* _Task brief_
Produce an exact copy of the listing.

* _The input_
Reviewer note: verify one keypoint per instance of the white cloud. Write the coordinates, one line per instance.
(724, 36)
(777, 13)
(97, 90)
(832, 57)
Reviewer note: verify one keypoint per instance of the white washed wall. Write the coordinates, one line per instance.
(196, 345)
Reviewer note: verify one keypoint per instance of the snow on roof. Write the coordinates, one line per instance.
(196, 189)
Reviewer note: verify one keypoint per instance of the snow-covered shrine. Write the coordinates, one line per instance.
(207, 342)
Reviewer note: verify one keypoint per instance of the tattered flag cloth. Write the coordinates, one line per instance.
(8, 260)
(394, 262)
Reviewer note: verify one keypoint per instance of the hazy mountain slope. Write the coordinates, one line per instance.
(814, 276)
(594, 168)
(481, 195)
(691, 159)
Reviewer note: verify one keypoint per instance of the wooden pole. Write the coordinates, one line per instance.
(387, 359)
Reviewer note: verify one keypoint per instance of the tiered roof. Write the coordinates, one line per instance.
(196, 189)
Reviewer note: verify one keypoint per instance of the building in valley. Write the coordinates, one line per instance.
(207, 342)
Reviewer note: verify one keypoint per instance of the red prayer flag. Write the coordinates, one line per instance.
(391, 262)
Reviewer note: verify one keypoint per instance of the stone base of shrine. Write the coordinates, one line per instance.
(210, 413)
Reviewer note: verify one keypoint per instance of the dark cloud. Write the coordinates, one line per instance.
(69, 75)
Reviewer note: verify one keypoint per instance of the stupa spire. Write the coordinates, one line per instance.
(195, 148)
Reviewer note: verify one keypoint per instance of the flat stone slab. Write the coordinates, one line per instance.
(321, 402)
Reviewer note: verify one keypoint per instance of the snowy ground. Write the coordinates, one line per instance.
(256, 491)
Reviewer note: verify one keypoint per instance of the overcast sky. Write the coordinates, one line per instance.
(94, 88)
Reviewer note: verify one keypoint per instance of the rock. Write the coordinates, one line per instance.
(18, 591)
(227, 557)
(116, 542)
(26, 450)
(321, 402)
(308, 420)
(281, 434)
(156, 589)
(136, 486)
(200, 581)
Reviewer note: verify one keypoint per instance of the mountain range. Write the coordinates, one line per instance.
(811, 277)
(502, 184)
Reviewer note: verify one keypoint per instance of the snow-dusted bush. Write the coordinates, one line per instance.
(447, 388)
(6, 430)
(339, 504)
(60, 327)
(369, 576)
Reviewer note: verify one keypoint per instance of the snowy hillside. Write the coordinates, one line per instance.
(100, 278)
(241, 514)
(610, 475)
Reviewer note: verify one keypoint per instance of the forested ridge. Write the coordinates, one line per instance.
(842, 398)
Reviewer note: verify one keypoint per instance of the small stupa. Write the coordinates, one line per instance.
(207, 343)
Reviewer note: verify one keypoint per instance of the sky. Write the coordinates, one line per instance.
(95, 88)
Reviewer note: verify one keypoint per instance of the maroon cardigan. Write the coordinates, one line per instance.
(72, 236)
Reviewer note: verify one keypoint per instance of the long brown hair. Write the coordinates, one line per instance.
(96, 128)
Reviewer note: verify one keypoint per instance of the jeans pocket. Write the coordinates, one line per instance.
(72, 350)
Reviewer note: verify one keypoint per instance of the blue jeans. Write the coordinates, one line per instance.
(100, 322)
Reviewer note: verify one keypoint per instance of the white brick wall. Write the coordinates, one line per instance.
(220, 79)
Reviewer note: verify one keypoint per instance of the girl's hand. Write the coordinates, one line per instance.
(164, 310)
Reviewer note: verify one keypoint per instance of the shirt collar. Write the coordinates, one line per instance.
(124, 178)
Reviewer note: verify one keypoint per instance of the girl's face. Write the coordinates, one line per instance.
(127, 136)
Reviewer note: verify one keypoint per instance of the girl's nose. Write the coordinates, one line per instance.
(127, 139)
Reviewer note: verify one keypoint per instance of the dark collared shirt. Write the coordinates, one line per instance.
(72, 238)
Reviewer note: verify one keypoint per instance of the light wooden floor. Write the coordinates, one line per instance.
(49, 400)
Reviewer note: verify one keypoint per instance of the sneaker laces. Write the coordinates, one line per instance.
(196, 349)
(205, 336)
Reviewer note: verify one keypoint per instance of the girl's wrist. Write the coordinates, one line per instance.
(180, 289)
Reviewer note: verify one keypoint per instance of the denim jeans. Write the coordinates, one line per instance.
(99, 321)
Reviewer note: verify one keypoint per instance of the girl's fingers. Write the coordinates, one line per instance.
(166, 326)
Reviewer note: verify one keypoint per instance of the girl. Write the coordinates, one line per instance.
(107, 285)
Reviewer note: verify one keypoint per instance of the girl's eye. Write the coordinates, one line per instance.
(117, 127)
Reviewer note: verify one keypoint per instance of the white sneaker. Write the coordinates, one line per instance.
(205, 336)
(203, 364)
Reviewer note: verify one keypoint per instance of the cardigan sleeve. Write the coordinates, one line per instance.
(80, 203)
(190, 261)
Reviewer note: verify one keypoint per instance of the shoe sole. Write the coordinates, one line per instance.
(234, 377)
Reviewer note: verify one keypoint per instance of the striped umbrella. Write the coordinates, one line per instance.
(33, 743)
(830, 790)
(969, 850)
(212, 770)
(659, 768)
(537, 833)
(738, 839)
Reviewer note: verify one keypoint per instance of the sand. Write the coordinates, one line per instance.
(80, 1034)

* _Task output_
Reviewer note: verify one keypoint per instance of the white cloud. Write the coordinates, one line per instance.
(724, 36)
(777, 13)
(97, 90)
(832, 57)
Reviewer note: verify one keypoint per instance of the white washed wall. Write the coordinates, one line per instance.
(196, 345)
Reviewer note: verify one keypoint per instance of the snow on roof. Write the coordinates, one line per instance.
(196, 189)
Reviewer note: verify one keypoint per instance of the snow-covered shrine. Write the coordinates, one line per instance.
(207, 342)
Reviewer note: verify one keypoint per instance of the tattered flag cloth. Write the coordinates, one line per instance.
(8, 260)
(394, 262)
Reviewer note: verify one keypoint per instance of the hazy mountain slope. Write the coordinates, one line per instance.
(814, 276)
(594, 168)
(481, 195)
(691, 159)
Reviewer note: verify one keypoint per instance of the wooden pole. Write the coordinates, one line per instance.
(387, 359)
Reviewer note: verify one keypoint per instance of the tiered roof. Write the coordinates, one line per instance.
(196, 189)
Reviewer note: verify one keypoint per instance of the building in valley. Write the coordinates, one line per instance.
(207, 342)
Reviewer note: verify one keypoint per instance of the red prayer flag. Write the coordinates, one line per instance.
(391, 262)
Reviewer note: verify one keypoint per instance of the stone base of shrine. Write the coordinates, one line per instance.
(210, 413)
Reviewer note: verify one keypoint per instance of the dark cloud. Write the coordinates, one line per instance.
(69, 75)
Reviewer note: verify one keypoint per instance of the stupa spire. Write the coordinates, one line per instance.
(195, 148)
Reviewer note: verify one keypoint per instance of the flat stone slab. Write the coordinates, one line per instance.
(321, 402)
Reviewer note: verify one keypoint per instance of the snowy ground. Write the coordinates, one line per instance.
(256, 491)
Reviewer note: verify one keypoint per instance of the overcast sky. Write the coordinates, one line per instance.
(94, 88)
Reviewer note: verify one keypoint per instance of the rock. Write the coordinates, one line per instance.
(18, 591)
(227, 557)
(116, 542)
(26, 450)
(321, 402)
(308, 420)
(281, 434)
(156, 589)
(136, 486)
(200, 581)
Reviewer note: verify one keypoint per instance of the mountain range. Write the coordinates, one line per instance.
(811, 277)
(502, 184)
Reviewer note: verify one keypoint per instance of the snow-dusted bush. Write the coordinates, one line per instance.
(447, 388)
(6, 430)
(339, 504)
(60, 327)
(369, 576)
Reviewer note: verify one keypoint per instance of the snowy hillside. Write the coordinates, one line per instance.
(100, 278)
(241, 514)
(610, 475)
Reviewer note: verify one keypoint per instance of the forested ridge. Write the coordinates, one line per instance.
(842, 398)
Reviewer note: verify one keypoint per instance of the small stupa. Write the coordinates, one line per instance.
(207, 343)
Reviewer note: verify one keypoint per instance of the sky. Write the coordinates, one line per instance.
(95, 88)
Reviewer note: verify one keypoint per instance of the maroon cardigan. Write the coordinates, one line per instance.
(72, 236)
Reviewer note: verify one keypoint per instance of the long brown hair. Write the coordinates, one line per instance.
(96, 128)
Reviewer note: verify one keypoint per instance of the jeans pocket. Write the coordinates, one line per instance.
(72, 350)
Reviewer note: verify one keypoint per instance of the blue jeans. Write the coordinates, one line per instance.
(100, 322)
Reviewer note: verify one keypoint per instance of the white brick wall. Write the coordinates, one line per instance.
(220, 79)
Reviewer note: verify one keypoint per instance of the girl's hand. Write the coordinates, one line per instance.
(164, 310)
Reviewer note: verify one keypoint per instance of the shirt collar. Write the coordinates, one line per instance.
(124, 178)
Reviewer note: verify one keypoint per instance of the girl's face. Write the coordinates, one line per instance.
(127, 136)
Reviewer note: verify one keypoint per instance of the girl's nose. Write the coordinates, one line per instance.
(127, 139)
Reviewer note: verify one keypoint per instance of the dark collared shirt. Write the coordinates, one line per instance.
(72, 238)
Reviewer note: verify one keypoint per instance of the light wooden floor. Write the coordinates, one line per instance.
(49, 400)
Reviewer note: verify one keypoint per instance of the sneaker laces. Write the coordinates, one line per instance.
(196, 349)
(205, 336)
Reviewer note: verify one keypoint per instance of the girl's wrist. Write the coordinates, one line per instance.
(180, 289)
Reviewer note: verify one keypoint per instance of the denim jeans. Write the coordinates, one line per instance.
(99, 321)
Reviewer note: verify one keypoint per instance of the girl's fingers. Write the coordinates, one line per instance.
(166, 326)
Reviewer note: verify one keypoint per instance of the girl. Write the coordinates, one line per instance.
(107, 285)
Reviewer note: verify one keypoint per instance of the girl's eye. Write the coordinates, one line per instance.
(117, 127)
Reviewer note: verify one keypoint per instance of the white sneaker. Write the coordinates, one line per instance.
(205, 336)
(203, 364)
Reviewer note: verify one keypoint per instance of the cardigan sleeve. Write the coordinates, one line per instance.
(80, 203)
(190, 261)
Reviewer note: verify one keypoint per instance of the shoe sole. Write the coordinates, one line per instance.
(234, 377)
Reviewer note: verify one keypoint per instance of the striped umbrella. Write the coordinates, one line per instance.
(33, 743)
(830, 790)
(969, 850)
(212, 770)
(659, 768)
(537, 833)
(738, 839)
Reviewer note: verify one keypoint per instance of the sand. Write the coordinates, one line per instance.
(80, 1034)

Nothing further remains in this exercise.